## PROBLEM TO SOLVE
Apart from the images, output the data below exactly.

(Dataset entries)

★ ★ ★ ★ ★

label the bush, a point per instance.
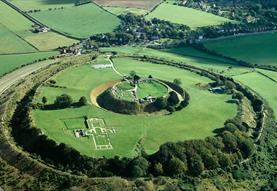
(63, 101)
(82, 101)
(173, 99)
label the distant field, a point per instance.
(123, 10)
(256, 49)
(11, 62)
(142, 4)
(16, 35)
(79, 21)
(206, 111)
(11, 43)
(189, 56)
(49, 41)
(27, 5)
(13, 20)
(186, 16)
(263, 86)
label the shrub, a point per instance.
(63, 101)
(82, 101)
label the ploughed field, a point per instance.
(205, 113)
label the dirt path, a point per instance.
(99, 89)
(19, 74)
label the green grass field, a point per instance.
(79, 21)
(152, 88)
(16, 35)
(124, 10)
(13, 61)
(187, 55)
(186, 16)
(256, 49)
(49, 41)
(263, 86)
(11, 43)
(27, 5)
(205, 113)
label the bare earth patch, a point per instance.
(142, 4)
(99, 89)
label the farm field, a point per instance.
(142, 4)
(11, 43)
(263, 86)
(187, 55)
(13, 61)
(256, 49)
(49, 41)
(152, 130)
(28, 5)
(79, 21)
(123, 10)
(186, 16)
(17, 37)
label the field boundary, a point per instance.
(35, 21)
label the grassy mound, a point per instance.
(206, 111)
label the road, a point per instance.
(19, 74)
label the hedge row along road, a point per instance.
(17, 75)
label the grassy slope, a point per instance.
(11, 43)
(27, 5)
(49, 41)
(179, 126)
(187, 16)
(81, 21)
(256, 49)
(11, 62)
(123, 10)
(189, 56)
(262, 85)
(18, 34)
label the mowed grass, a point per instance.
(151, 88)
(79, 21)
(186, 16)
(187, 55)
(256, 49)
(263, 86)
(11, 62)
(28, 5)
(205, 113)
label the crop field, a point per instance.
(11, 43)
(28, 5)
(206, 110)
(49, 41)
(13, 61)
(142, 4)
(263, 86)
(186, 16)
(16, 35)
(256, 49)
(79, 21)
(124, 10)
(189, 56)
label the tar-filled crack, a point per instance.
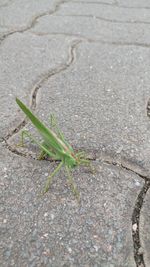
(138, 255)
(32, 22)
(115, 4)
(91, 40)
(104, 19)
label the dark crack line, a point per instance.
(35, 90)
(103, 19)
(115, 4)
(138, 256)
(32, 22)
(90, 40)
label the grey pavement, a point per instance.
(88, 62)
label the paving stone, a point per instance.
(93, 28)
(111, 13)
(105, 2)
(25, 11)
(24, 60)
(100, 101)
(134, 3)
(54, 230)
(145, 229)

★ ★ ★ ★ ★

## RESULT FOR THIS TASK
label the bush, a point per instance.
(63, 101)
(82, 101)
(173, 99)
label the distant field, a point per instance.
(123, 10)
(256, 49)
(11, 62)
(142, 4)
(16, 35)
(79, 21)
(206, 111)
(11, 43)
(189, 56)
(49, 41)
(27, 5)
(13, 20)
(186, 16)
(263, 86)
label the shrub, a point per instance.
(63, 101)
(82, 101)
label the ploughed field, a point per instance.
(205, 113)
label the dirt path, a point per instance.
(99, 89)
(19, 74)
label the green grass field, a point per instance.
(79, 21)
(152, 88)
(16, 35)
(124, 10)
(13, 61)
(187, 55)
(186, 16)
(256, 49)
(49, 41)
(263, 86)
(11, 43)
(27, 5)
(205, 113)
label the bare earth patch, a point per instance.
(142, 4)
(99, 89)
label the farm field, a point per instance.
(142, 4)
(11, 43)
(263, 86)
(187, 55)
(13, 61)
(256, 49)
(49, 41)
(152, 130)
(28, 5)
(79, 21)
(123, 10)
(186, 16)
(17, 37)
label the field boundary, a point per instance.
(35, 21)
label the grassy mound, a point per instance.
(206, 111)
label the road, a point per instance.
(19, 74)
label the hedge row along road, a point per instance.
(17, 75)
label the grassy slope, a point per instance.
(11, 43)
(27, 5)
(49, 41)
(179, 126)
(187, 16)
(81, 21)
(256, 49)
(11, 62)
(123, 10)
(189, 56)
(262, 85)
(18, 34)
label the mowed grass, a point per instance.
(151, 88)
(79, 21)
(186, 16)
(187, 55)
(256, 49)
(263, 86)
(11, 62)
(28, 5)
(205, 113)
label the crop field, a point per instance.
(11, 43)
(28, 5)
(206, 110)
(49, 41)
(13, 61)
(142, 4)
(263, 86)
(186, 16)
(16, 35)
(256, 49)
(79, 21)
(124, 10)
(189, 56)
label the tar-filled crack, a point per instance.
(138, 255)
(32, 22)
(115, 4)
(91, 40)
(104, 19)
label the dark crack line, a point per instance.
(35, 90)
(103, 19)
(115, 4)
(138, 256)
(32, 22)
(90, 40)
label the grey pavement, a point per instance.
(88, 62)
label the paving stone, a point per instance.
(93, 28)
(111, 13)
(105, 2)
(25, 11)
(24, 60)
(100, 101)
(134, 3)
(54, 230)
(145, 229)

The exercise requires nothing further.